▶ [To do]: Give back every record word for word, keeping the pictures out.

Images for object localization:
=== Section Start ===
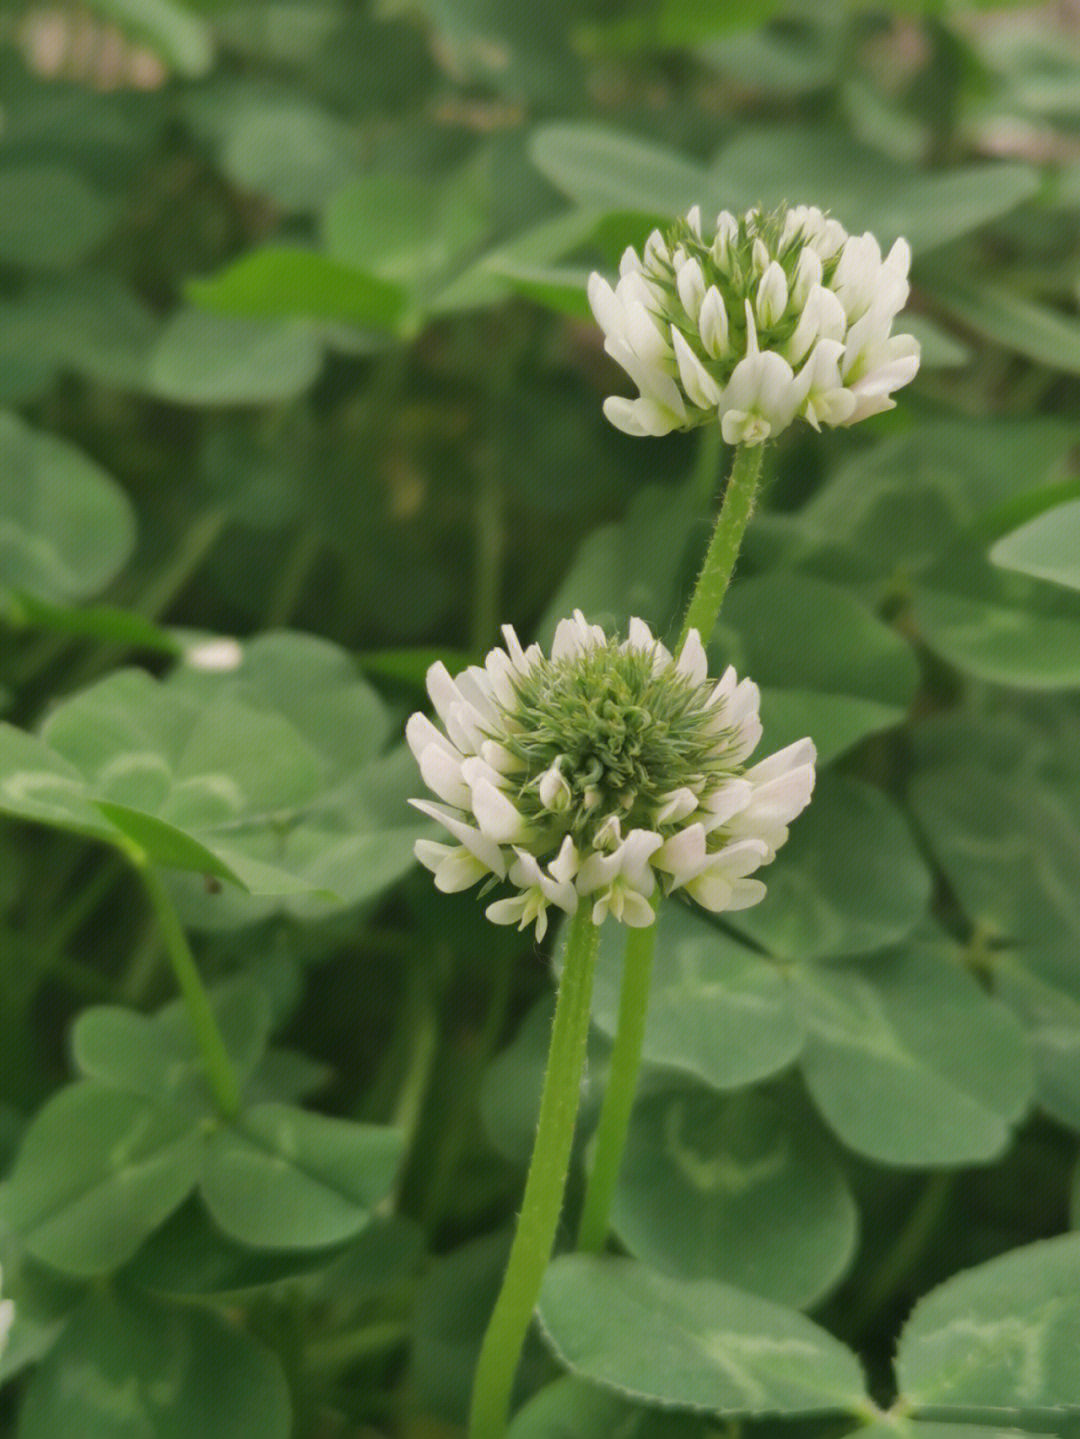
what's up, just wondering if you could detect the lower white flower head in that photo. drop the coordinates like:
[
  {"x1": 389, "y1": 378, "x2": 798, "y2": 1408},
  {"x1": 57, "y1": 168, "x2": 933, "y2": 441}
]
[
  {"x1": 408, "y1": 613, "x2": 815, "y2": 936},
  {"x1": 588, "y1": 204, "x2": 920, "y2": 444},
  {"x1": 0, "y1": 1265, "x2": 13, "y2": 1360}
]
=== Section End ===
▶ [Exercise response]:
what's up, just wondering if you could detect the lower white flower head in that photo. drop the coordinates like:
[
  {"x1": 389, "y1": 378, "x2": 798, "y2": 1408},
  {"x1": 57, "y1": 168, "x2": 933, "y2": 441}
]
[
  {"x1": 408, "y1": 613, "x2": 815, "y2": 936},
  {"x1": 588, "y1": 204, "x2": 920, "y2": 444},
  {"x1": 0, "y1": 1265, "x2": 13, "y2": 1360}
]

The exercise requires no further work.